━━ Records provided ━━

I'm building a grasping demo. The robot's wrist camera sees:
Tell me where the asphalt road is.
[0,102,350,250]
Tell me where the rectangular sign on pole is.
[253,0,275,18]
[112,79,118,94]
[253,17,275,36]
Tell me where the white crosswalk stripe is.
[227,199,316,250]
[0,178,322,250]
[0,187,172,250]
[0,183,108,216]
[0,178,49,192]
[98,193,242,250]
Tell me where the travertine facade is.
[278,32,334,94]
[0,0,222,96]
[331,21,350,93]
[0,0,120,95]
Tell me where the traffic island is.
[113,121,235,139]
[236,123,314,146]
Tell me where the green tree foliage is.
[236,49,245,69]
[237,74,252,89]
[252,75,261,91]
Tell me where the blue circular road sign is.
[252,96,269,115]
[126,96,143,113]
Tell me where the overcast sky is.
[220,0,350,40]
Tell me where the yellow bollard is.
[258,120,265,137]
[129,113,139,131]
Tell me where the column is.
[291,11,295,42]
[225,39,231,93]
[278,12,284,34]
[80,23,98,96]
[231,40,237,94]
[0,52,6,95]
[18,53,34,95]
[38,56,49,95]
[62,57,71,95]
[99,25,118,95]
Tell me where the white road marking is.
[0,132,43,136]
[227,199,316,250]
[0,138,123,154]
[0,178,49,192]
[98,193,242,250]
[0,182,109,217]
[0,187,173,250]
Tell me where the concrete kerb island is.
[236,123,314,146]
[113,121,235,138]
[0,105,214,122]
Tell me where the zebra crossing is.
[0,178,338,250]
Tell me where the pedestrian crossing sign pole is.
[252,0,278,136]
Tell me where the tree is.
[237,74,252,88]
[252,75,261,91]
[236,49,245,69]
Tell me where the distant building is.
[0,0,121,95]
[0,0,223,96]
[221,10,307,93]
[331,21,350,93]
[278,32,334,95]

━━━

▶ **What is needed**
Copy out the lines above word for word, starting with the line that contains "Tell me where the traffic island is." and continuing through the line that contains "[126,96,143,113]".

▶ **Answer**
Tell me where the traffic island is.
[113,121,235,139]
[236,123,314,146]
Tell me where the green tree foliage is.
[236,49,245,69]
[237,74,252,89]
[252,75,261,91]
Tell me where the blue circular road sign is.
[252,96,269,115]
[126,96,143,113]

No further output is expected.